▶ **Page extract**

--- Begin ---

Is Pakistani Military looking for a new Civilian Partner?

By Khalid Hashmani

The South Asia Studies Program of the School of Advanced International Studies (SAIS) arranged a discussion with prominent Pakistani journalist and editor-in-chief of “The Friday Times” Mr. Najam Sethi on Monday, November 7, 2011. The former Pakistani ambassador Touqir Hussain, who is a senior Pakistan fellow at SAIS, moderated the discussion. The session was titled “Tail Wags the Dog: US-Pak Relations and Internal Dynamics of Pakistan”. Mr. Sethi impressed audience with his wit and some amusing stories about Pakistan. It appeared that he was trying to leave the message that Pakistan’s two main political parties PPP and PML-N are now outdated and that Mr. Imran Khan is now the darling of the Pakistan military and Media.

US and Pakistan Relations

Mr. Touqir Hussain began the discussion by telling the Americans in audience that “You are in conflict with someone, whose help you need!” He said that “media” and “military” are the most powerful players in determining what happens next in Pakistan.

--- End ---

▶ **Data block**
--- Begin ---

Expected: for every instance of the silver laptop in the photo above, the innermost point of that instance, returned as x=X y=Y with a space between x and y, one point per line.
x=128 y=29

--- End ---

▶ **Aim 1**
From the article on Pakistan's military and politics, return the passage between "Is Pakistani Military" and "military and Media.", inclusive, copied word for word.
▶ **Aim 2**
Carry the article on Pakistan's military and politics forward from its final sentence.

▶ **Exercise answer 1**
Is Pakistani Military looking for a new Civilian Partner?

By Khalid Hashmani

The South Asia Studies Program of the School of Advanced International Studies (SAIS) arranged a discussion with prominent Pakistani journalist and editor-in-chief of “The Friday Times” Mr. Najam Sethi on Monday, November 7, 2011. The former Pakistani ambassador Touqir Hussain, who is a senior Pakistan fellow at SAIS, moderated the discussion. The session was titled “Tail Wags the Dog: US-Pak Relations and Internal Dynamics of Pakistan”. Mr. Sethi impressed audience with his wit and some amusing stories about Pakistan. It appeared that he was trying to leave the message that Pakistan’s two main political parties PPP and PML-N are now outdated and that Mr. Imran Khan is now the darling of the Pakistan military and Media.

▶ **Exercise answer 2**
Najam Sethi started his remarks by saying that he was in the United States to “recharge his batteries” but never explained what he meant by that. He said that four years back, although Americans thought Musharraf as a good friend, they concluded that to be more effective Pakistan needed a government that had both civilian and military participation. Since Musharraf and Nawaz Sharif were old adversaries, PPP was encouraged to be that civilian partner with Musharraf. However, the partnership between PPP and Musharraf could not be sustained because PPP viewed Mr. Musharraf as one of the murderer of Benazir Bhutto and Musharraf could never trust PPP.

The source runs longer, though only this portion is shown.